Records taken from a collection
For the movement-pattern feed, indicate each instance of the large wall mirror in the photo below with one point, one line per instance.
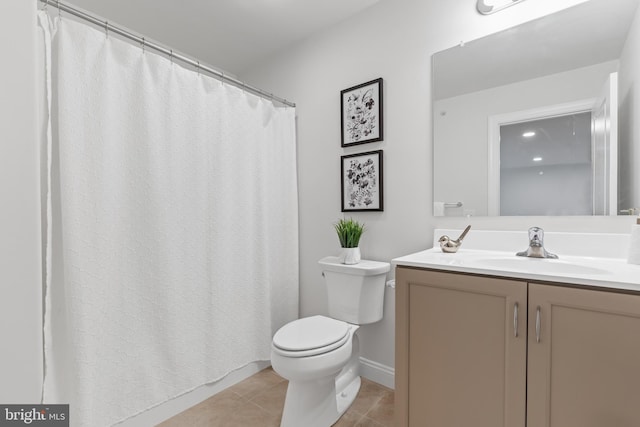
(539, 119)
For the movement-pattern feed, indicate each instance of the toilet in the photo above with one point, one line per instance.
(319, 355)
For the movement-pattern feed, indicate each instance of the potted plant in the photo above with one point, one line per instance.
(349, 233)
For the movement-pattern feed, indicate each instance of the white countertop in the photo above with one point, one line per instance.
(614, 273)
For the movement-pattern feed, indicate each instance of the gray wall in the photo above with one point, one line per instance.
(20, 272)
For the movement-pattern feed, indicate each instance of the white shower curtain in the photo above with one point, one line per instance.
(173, 227)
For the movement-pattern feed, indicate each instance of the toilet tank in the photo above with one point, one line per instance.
(356, 292)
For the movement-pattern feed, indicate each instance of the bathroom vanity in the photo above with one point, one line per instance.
(484, 338)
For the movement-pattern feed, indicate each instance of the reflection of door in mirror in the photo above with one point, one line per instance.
(556, 160)
(562, 58)
(605, 149)
(545, 166)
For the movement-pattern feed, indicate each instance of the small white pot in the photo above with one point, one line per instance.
(350, 256)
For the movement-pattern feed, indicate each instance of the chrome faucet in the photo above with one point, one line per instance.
(536, 245)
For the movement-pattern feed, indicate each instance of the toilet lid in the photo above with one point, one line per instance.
(309, 333)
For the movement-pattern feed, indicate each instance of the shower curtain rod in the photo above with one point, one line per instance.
(169, 52)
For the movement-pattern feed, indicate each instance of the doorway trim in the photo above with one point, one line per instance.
(497, 120)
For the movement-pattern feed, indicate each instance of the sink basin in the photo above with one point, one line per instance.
(539, 265)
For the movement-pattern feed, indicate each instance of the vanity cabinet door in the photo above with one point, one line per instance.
(459, 359)
(584, 358)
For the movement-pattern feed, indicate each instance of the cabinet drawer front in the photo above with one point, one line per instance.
(467, 363)
(584, 369)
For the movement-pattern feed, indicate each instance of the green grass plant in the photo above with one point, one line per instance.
(349, 232)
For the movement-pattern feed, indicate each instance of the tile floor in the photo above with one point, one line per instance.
(258, 401)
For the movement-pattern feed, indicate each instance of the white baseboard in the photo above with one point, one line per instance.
(173, 407)
(377, 372)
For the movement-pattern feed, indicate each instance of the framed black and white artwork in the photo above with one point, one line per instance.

* **Exercise prompt**
Reproduce every one of the records above word for word, leaving out the pictures.

* **Solution for this task**
For the movement-pattern feed, indicate each instance of the large wall mirror in the photo below with one point, one line per instance.
(539, 119)
For the movement-pattern feed, indicate each instance of the toilet in the photo above with one point, one line per instance.
(319, 355)
For the movement-pattern feed, indicate each instance of the potted plant in the photo above with one point, one line per instance.
(349, 233)
For the movement-pattern feed, indicate each instance of the white countertop in the photo above with one point, one line per instance.
(614, 273)
For the movement-pattern feed, indicate each instance of the gray wall in the photo above with one point, one line per instance.
(20, 272)
For the movement-pattern feed, indicate each instance of the white shower curtain in the photo above with one point, one line per instance.
(173, 227)
For the movement-pattern feed, indicate each instance of the toilet tank in the photo above with one point, one line per instance.
(356, 292)
For the movement-pattern feed, indicate each instance of the bathroom vanity in the photo above with one point, one line per instance.
(484, 338)
For the movement-pattern feed, indicate each instance of the reflection of door in mirror in the photo above with one point, one line per instance.
(556, 160)
(562, 58)
(605, 149)
(545, 166)
For the movement-pattern feed, indicate each instance of the small white pot in the photo above with one point, one line per instance.
(350, 256)
For the movement-pattern feed, indicate each instance of the chrome faucet in the photo above with one point, one line per instance.
(536, 245)
For the movement-pattern feed, indicate each instance of the toilet lid in the photo above with one point, one line per instance.
(309, 333)
For the movement-pattern feed, indicate each instance of the shower curtain rod in the photo above with one point, one line per instance.
(169, 52)
For the movement-pattern feed, indicate each instance of the doorway trim in the photo above with one point, one line per instance.
(497, 120)
For the movement-pattern feed, indicate each instance of the sink basin in the photo above with one point, one line per instance.
(539, 265)
For the movement-pattern feed, indicate each instance of the vanity cabinet door in the photo above with one point, one line per instance.
(459, 359)
(584, 358)
For the movement-pattern feed, indicate each instance of the cabinet drawer front in the photo above with one point, one line per instance.
(467, 363)
(584, 369)
For the movement-pattern feed, indicate each instance of the green grass plant in the photo above with one point, one line per instance.
(349, 232)
For the movement-pattern feed, indicate each instance of the tile floor in the photo above with one point, one line per instance.
(258, 401)
For the movement-pattern feed, indicate each instance of the white baseboard in the photo above with one point, one line per instance.
(173, 407)
(377, 372)
For the movement-pattern feed, indicate each instance of the framed black and white artwork in the photo above with one point, one line per instance.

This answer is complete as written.